• [EXERCISE TASK 1]: In the excerpt on statistical machine translation, what is the basis for the features determined for each pair of phrases?
• [EXERCISE TASK 2]: Continue the excerpt on statistical machine translation, picking up right after its last sentence.

• [EXCERPT TO READ]:
----

A computer-implemented technique can include receiving, at a computing system including one or more processors, a translation model including a plurality of aligned pairs of phrases in first and second languages. The technique can include determining, at the computing system, one or more features for each of the plurality of pairs of phrases based on linguistic differences between the first and second languages to obtain a plurality of sets of features. The technique can include associating, at the computing system, the plurality of sets of features with the plurality of pairs of phrases, respectively, to obtain a modified translation model. The technique can also include performing, at the computing system, statistical machine translation from the first language to the second language using the modified translation model.

Description

    CROSS-REFERENCE TO RELATED APPLICATIONS
  • This application claims the benefit of U.S. Provisional Application No. 61/495,928, filed on Jun. 10, 2011. The entire disclosure of the above application is incorporated herein by reference.
  • BACKGROUND
  • This section provides background information related to the present disclosure which is not necessarily prior art.

----

• [ITEMS]:
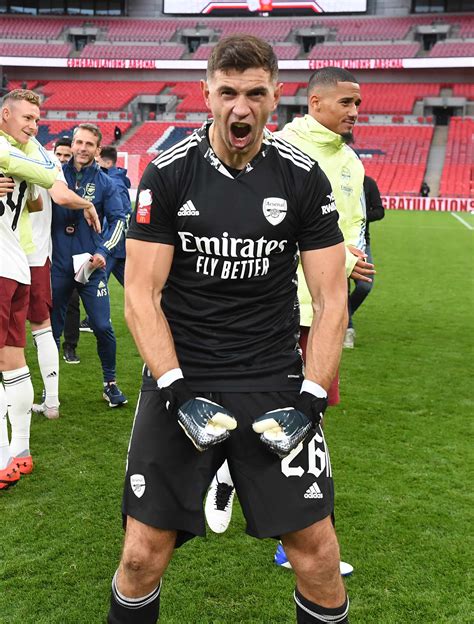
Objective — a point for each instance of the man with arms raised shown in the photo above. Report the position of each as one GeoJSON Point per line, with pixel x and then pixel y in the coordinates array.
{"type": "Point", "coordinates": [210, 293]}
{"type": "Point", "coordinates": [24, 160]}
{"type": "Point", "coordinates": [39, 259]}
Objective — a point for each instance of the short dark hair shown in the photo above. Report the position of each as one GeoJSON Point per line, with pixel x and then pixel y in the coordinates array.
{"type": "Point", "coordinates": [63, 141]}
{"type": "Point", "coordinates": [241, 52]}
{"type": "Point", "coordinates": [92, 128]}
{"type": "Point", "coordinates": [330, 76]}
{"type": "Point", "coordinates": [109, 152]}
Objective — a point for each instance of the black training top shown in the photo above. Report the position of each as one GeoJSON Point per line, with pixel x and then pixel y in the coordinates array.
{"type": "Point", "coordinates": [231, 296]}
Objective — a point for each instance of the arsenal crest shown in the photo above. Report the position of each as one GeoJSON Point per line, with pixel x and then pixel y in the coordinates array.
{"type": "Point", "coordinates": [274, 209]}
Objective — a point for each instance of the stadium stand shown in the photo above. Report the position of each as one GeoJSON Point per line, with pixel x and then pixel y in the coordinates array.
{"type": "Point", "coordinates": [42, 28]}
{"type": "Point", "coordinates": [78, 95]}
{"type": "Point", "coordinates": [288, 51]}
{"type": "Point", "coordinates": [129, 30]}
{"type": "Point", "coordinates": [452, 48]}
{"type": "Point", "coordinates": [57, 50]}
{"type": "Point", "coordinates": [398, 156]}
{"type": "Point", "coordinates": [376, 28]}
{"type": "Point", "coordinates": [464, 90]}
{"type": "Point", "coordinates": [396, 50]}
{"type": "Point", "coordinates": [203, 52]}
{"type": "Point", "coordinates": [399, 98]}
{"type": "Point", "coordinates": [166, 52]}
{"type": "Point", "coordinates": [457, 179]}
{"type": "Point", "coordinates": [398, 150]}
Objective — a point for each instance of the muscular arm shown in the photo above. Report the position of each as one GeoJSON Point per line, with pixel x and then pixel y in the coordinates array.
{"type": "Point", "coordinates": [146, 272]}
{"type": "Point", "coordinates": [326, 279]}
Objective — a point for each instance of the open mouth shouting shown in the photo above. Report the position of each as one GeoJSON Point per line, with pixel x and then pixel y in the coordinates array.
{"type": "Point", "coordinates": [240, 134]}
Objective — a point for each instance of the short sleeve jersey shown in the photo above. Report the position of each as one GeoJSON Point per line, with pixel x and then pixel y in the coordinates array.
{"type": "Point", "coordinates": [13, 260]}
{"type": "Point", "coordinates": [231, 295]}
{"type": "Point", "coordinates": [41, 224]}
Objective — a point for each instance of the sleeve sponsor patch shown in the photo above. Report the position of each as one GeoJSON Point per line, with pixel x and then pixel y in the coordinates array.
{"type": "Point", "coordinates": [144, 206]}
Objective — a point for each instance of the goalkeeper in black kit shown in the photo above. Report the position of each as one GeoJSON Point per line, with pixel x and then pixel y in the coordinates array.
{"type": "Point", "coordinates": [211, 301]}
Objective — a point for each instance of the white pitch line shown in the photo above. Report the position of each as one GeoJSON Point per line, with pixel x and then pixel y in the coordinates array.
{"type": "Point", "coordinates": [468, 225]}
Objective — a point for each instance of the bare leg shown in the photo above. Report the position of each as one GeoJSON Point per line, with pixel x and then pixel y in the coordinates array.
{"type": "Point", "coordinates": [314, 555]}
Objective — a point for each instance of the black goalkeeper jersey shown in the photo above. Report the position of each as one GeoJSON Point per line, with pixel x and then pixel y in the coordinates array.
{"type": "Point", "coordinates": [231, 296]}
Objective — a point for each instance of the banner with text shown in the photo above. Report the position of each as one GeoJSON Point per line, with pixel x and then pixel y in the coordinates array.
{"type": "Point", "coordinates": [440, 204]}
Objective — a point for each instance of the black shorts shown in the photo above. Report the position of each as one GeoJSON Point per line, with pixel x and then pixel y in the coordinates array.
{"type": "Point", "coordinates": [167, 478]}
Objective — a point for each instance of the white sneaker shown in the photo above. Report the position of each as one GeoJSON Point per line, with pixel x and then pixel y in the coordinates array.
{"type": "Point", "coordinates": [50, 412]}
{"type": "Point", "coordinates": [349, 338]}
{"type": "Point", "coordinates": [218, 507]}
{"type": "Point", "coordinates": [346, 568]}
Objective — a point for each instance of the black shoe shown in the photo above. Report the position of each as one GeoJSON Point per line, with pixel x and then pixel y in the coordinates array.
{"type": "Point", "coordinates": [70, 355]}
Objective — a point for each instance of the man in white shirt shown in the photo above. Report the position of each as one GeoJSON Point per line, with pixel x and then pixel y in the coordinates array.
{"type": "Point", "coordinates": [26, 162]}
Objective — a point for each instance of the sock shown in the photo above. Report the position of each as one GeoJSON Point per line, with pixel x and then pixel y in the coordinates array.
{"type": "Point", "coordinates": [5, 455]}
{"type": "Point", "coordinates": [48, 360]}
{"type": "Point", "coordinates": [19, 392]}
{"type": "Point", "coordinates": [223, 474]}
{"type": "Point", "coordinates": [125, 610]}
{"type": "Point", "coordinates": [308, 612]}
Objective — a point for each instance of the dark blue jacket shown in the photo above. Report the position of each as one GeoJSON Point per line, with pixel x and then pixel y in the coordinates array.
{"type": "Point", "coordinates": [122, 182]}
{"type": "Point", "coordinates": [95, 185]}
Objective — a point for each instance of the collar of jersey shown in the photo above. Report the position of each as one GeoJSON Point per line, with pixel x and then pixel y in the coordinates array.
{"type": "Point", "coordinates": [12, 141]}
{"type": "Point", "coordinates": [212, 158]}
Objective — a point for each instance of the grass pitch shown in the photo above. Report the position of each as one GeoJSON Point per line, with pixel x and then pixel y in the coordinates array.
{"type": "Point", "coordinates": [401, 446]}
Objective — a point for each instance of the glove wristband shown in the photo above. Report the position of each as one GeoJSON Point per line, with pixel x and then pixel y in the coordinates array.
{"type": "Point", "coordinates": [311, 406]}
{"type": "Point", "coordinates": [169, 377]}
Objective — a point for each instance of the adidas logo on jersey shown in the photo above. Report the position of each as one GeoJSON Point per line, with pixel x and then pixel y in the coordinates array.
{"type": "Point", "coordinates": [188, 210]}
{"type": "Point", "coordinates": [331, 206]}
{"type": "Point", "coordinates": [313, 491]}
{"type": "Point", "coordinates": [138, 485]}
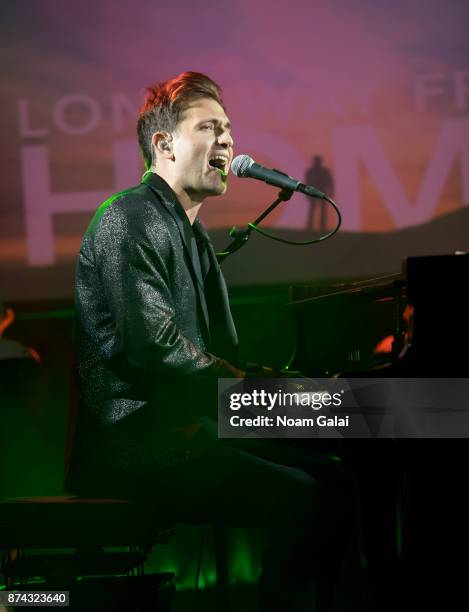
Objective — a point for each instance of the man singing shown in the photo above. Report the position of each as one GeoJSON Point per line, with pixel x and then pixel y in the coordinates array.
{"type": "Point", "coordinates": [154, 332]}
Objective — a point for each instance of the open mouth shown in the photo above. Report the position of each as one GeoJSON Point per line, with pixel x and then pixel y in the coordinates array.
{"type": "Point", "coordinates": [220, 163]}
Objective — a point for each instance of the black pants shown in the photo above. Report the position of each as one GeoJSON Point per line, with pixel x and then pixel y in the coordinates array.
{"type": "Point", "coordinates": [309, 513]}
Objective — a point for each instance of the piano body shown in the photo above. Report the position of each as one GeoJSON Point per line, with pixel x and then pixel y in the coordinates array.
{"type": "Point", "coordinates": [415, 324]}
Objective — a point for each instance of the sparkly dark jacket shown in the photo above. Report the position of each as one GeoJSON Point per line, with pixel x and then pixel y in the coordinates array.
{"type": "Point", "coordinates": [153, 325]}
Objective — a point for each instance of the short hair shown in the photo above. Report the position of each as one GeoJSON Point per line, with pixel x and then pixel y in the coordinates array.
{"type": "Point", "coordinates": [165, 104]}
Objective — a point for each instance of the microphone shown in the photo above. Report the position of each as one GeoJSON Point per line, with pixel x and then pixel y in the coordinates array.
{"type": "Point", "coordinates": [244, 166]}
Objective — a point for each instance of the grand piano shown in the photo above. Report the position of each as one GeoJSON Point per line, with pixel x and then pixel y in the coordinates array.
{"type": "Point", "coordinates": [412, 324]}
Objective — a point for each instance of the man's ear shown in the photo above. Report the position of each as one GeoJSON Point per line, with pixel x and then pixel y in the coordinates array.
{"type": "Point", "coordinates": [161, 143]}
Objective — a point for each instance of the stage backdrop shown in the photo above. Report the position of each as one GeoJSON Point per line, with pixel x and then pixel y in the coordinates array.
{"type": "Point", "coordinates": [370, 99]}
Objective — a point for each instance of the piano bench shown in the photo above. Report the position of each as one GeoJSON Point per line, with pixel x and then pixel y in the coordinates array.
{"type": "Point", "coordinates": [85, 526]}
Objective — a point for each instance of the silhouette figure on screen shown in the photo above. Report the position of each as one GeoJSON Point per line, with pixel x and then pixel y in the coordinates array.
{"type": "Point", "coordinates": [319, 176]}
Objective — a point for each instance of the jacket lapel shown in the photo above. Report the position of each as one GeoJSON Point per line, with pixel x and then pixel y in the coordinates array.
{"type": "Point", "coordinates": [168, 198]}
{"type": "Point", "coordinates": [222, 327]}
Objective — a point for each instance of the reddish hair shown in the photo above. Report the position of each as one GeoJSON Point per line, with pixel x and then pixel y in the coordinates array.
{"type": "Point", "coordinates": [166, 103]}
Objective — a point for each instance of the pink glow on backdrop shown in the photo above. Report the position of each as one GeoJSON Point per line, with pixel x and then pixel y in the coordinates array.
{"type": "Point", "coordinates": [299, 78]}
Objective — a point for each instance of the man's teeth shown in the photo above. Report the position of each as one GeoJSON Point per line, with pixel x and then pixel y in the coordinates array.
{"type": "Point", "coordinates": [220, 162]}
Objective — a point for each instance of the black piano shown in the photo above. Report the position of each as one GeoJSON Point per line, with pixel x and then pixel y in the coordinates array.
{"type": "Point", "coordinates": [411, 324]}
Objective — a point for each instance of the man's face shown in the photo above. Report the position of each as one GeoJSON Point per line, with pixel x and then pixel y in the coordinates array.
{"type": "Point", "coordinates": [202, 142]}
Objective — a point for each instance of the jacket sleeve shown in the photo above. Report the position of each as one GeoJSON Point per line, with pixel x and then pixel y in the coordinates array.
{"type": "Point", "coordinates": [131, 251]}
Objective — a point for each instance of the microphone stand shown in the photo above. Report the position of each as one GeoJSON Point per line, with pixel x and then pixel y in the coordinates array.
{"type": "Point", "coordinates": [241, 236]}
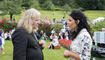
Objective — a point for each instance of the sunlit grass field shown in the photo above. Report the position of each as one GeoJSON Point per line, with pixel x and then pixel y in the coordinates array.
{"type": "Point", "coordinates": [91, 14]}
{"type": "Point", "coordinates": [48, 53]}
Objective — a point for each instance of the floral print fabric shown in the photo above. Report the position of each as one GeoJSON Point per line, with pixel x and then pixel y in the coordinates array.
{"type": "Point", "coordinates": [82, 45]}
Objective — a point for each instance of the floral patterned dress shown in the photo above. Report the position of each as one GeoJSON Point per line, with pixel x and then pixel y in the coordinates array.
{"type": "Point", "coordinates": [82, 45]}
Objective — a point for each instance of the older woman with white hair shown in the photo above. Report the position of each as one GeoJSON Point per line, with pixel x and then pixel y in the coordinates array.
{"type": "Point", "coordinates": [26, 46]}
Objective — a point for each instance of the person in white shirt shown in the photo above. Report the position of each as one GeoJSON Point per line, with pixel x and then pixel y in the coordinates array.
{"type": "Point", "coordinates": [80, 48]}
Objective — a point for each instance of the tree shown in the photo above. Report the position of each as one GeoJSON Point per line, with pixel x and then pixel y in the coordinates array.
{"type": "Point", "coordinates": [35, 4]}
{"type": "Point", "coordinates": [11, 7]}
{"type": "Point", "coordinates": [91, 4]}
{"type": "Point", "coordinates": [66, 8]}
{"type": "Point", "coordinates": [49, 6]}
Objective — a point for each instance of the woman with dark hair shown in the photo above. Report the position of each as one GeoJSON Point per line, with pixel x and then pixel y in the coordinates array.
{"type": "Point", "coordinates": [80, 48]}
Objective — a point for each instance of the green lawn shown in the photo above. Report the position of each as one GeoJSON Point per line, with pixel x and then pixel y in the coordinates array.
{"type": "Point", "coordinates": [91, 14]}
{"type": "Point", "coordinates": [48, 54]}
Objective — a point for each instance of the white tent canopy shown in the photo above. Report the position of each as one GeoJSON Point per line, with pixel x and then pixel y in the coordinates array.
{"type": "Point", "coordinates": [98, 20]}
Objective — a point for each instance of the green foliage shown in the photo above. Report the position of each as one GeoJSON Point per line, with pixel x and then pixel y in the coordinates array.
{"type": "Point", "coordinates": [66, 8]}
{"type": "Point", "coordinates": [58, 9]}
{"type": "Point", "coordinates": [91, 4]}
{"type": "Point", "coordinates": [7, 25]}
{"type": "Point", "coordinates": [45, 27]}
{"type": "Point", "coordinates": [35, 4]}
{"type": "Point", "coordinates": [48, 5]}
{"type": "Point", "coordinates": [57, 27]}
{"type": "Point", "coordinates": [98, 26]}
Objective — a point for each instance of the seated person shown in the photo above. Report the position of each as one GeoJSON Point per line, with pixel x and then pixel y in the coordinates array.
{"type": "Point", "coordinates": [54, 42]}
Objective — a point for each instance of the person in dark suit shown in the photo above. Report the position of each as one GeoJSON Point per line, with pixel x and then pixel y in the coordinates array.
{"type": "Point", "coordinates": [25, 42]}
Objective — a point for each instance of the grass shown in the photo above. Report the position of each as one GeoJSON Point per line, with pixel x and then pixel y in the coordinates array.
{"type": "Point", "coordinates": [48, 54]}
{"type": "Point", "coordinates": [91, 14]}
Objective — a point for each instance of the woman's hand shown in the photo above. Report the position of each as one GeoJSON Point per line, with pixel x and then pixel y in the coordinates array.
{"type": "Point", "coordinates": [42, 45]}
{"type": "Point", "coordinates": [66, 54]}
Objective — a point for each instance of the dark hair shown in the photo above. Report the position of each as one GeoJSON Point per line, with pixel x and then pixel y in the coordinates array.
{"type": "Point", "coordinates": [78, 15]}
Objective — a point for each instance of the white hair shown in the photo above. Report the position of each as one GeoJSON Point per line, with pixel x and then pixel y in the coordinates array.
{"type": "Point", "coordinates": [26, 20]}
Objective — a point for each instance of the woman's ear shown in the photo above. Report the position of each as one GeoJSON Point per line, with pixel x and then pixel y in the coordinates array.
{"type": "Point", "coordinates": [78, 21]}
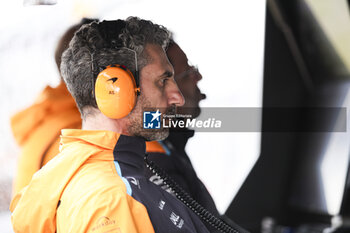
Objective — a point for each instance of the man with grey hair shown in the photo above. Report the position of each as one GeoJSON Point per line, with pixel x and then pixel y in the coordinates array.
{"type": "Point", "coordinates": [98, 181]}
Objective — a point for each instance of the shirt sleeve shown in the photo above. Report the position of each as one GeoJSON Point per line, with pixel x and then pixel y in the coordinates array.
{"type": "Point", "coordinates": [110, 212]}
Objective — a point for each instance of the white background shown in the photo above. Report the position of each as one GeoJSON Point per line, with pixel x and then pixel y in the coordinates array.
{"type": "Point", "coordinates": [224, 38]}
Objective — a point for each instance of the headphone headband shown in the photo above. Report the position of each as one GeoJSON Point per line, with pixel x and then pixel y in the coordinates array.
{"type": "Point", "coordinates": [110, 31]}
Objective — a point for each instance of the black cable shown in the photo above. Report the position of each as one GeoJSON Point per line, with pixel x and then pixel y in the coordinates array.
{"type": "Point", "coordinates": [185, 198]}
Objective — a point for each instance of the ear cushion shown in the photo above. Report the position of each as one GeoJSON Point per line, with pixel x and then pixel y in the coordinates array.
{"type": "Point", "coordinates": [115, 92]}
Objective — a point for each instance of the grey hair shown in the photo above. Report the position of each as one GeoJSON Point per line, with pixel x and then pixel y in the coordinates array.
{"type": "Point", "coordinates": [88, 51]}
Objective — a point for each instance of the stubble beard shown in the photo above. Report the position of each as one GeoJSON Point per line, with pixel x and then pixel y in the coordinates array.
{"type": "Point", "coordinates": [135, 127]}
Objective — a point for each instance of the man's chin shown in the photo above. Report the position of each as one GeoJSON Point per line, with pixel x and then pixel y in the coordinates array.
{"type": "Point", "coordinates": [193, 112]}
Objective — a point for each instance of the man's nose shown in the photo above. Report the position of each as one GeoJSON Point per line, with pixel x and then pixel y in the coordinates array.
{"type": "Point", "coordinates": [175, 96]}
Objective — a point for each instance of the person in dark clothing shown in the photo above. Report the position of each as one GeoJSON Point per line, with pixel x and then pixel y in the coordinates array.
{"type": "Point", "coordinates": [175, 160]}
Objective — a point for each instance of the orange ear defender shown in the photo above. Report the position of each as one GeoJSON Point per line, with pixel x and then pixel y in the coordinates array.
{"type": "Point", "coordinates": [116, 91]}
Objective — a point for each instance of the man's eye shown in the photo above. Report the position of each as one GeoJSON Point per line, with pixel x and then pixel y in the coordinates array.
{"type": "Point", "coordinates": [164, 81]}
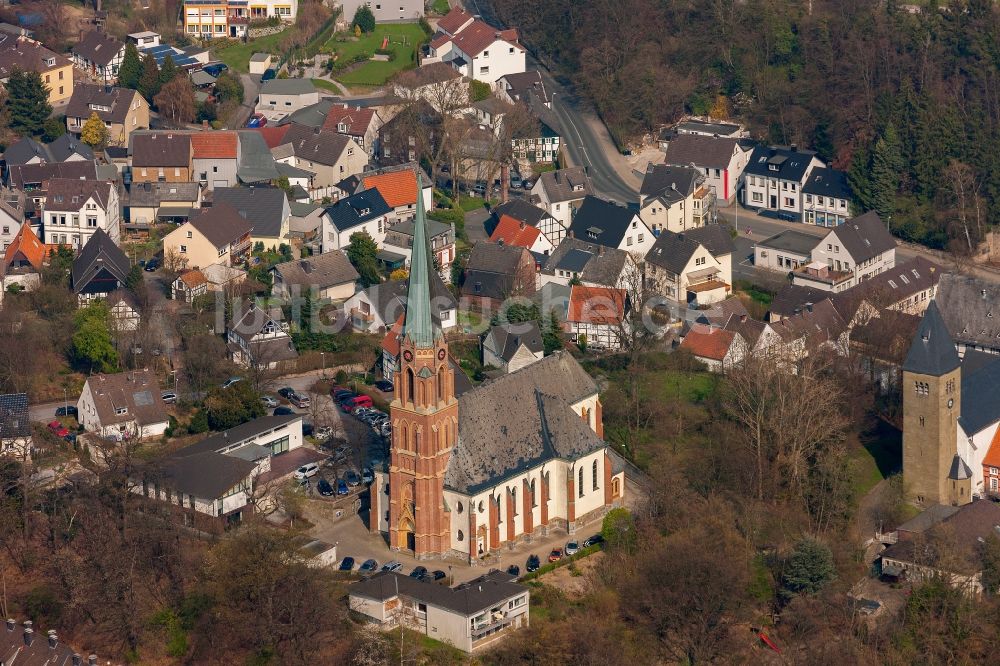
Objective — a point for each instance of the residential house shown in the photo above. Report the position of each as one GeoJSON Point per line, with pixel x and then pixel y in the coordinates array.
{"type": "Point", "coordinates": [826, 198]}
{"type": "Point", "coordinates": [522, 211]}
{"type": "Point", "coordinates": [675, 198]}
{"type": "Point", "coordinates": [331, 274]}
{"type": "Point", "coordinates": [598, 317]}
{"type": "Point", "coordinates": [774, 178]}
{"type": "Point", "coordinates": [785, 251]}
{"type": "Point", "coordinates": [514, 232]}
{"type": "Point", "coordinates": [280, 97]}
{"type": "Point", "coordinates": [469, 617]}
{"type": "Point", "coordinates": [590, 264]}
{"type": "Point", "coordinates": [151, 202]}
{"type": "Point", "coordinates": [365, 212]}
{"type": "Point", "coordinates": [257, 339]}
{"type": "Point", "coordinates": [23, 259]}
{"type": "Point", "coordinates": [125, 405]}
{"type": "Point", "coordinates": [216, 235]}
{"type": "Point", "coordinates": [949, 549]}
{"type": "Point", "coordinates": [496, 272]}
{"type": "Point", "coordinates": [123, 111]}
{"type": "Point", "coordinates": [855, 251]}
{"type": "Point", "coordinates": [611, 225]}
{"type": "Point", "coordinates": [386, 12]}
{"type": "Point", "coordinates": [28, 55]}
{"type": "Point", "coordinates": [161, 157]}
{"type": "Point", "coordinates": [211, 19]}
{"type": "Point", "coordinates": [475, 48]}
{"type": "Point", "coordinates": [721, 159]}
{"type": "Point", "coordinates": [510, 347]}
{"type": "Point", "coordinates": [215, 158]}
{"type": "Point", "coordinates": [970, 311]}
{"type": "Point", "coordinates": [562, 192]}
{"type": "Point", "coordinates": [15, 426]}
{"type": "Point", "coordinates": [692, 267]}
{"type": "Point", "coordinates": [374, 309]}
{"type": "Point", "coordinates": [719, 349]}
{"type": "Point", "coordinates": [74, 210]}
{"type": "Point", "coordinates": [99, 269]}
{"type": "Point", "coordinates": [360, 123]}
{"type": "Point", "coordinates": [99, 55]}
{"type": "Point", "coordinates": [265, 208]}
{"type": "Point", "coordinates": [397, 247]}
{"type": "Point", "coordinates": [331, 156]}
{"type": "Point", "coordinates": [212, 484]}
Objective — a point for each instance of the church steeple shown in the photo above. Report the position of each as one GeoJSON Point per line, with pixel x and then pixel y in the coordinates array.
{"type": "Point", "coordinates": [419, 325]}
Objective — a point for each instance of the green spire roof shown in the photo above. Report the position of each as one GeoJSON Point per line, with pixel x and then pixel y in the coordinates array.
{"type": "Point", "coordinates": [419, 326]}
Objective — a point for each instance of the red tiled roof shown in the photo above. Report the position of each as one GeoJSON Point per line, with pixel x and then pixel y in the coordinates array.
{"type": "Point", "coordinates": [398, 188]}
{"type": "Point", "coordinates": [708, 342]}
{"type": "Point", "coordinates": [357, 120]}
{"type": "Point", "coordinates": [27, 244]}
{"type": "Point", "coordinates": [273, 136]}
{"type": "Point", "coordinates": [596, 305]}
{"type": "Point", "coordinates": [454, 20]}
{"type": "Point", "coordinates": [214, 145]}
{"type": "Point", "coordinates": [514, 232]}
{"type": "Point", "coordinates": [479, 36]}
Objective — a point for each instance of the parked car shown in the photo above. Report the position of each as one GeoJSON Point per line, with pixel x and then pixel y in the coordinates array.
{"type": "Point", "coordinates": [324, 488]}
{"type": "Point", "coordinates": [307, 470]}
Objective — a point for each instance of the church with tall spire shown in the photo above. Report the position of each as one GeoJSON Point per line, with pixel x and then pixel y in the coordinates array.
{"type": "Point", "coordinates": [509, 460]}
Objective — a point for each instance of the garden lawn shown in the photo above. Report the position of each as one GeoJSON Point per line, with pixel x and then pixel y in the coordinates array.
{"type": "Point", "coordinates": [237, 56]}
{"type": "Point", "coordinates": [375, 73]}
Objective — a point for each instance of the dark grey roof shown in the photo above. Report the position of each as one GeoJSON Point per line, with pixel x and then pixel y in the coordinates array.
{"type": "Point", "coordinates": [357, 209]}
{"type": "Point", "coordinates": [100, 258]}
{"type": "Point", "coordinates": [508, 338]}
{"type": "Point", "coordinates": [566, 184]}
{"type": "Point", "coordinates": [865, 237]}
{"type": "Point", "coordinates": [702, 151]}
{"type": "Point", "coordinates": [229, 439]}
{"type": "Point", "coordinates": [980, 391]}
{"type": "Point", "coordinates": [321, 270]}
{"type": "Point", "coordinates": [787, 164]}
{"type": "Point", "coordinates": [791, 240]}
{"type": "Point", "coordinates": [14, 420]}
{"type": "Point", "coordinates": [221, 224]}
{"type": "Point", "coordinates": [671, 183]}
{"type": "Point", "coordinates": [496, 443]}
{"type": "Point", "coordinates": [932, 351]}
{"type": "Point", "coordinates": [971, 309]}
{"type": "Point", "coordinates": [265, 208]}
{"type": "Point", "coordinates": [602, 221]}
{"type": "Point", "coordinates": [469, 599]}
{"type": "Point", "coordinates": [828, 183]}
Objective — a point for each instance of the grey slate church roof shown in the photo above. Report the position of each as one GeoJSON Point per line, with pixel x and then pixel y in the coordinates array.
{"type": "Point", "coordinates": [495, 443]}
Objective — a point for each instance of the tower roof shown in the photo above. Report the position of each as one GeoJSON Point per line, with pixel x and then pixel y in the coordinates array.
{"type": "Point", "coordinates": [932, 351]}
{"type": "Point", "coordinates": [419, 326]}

----

• [TASK ANSWER 1]: They are based on linguistic differences between the first and second languages.

• [TASK ANSWER 2]:
  • Statistical machine translation (SMT) generally utilizes statistical models to provide a translation from a source language to a target language. One type of SMT is phrase-based statistical machine translation. Phrase-based SMT can map sets of words (phrases) from a source language to a target language. Phrase-based SMT may rely on lexical information, e.g., the surface form of the words. The source language and the target language, however, may have significant lexical differences, such as when one of the languages is morphologically-rich.
  • SUMMARY
  • A computer-implemented technique is presented. The technique can include receiving, at a computing system including one or more processors, a translation model including a plurality of pairs of phrases, each of the plurality of pairs of phrases including a first phrase of one or more words in a first language and a second phrase of one or more words in a second language, wherein a specific first phrase is aligned with a specific second phrase for a specific pair of phrases. The technique can include determining, at the computing system, one or more features for each of the plurality of pairs of phrases based on linguistic differences between the first and second languages to obtain a plurality of sets of features. The technique can include associating, at the computing system, the plurality of sets of features with the plurality of pairs of phrases, respectively, to obtain a modified translation model. The technique can also include performing, at the computing system, statistical machine translation from the first language to the second language using the modified translation model.
  • In some embodiments, the modified translation model has lexical and inflectional agreement for each of the plurality of pairs of phrases.
  • In other embodiments, one of the first and second languages is a morphologically-rich language.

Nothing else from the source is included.